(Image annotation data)

----------

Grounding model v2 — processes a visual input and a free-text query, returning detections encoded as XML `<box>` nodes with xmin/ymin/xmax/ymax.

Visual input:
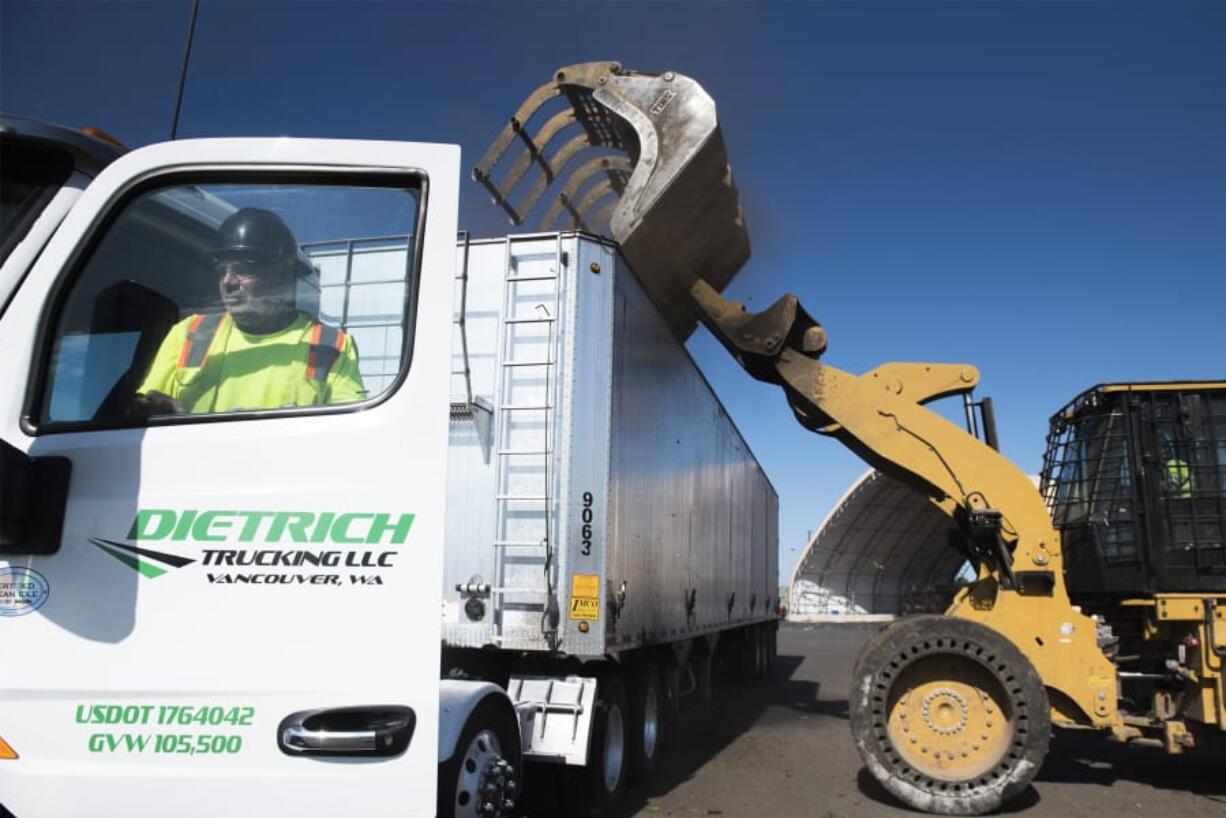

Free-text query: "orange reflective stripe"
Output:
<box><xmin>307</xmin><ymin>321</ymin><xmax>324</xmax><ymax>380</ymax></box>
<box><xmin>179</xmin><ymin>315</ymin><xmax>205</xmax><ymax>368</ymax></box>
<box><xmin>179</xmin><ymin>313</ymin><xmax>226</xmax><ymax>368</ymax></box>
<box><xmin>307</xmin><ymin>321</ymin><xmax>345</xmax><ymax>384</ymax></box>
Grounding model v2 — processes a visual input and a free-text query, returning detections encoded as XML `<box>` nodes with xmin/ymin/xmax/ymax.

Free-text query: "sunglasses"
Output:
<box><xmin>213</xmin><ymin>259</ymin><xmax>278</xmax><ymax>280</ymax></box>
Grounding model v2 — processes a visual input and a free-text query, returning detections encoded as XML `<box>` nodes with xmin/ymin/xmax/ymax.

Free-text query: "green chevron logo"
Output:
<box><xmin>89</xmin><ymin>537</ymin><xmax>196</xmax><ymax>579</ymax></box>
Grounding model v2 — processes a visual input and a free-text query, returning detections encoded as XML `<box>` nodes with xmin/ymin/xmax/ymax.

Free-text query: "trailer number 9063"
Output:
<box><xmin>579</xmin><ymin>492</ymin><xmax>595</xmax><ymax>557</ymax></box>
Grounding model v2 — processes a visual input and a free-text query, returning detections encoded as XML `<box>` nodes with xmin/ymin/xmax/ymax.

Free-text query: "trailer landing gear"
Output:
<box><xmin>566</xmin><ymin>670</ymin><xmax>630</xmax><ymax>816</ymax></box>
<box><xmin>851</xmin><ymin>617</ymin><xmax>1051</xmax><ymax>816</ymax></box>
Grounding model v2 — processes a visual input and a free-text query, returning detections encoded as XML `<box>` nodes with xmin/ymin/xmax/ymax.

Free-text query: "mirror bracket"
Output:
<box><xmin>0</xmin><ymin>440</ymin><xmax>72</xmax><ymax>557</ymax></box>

----------

Written request: Count the lines in the material above that contain the string "trailer", with case counting. Reply with the number alone.

Answer to the exercise: 2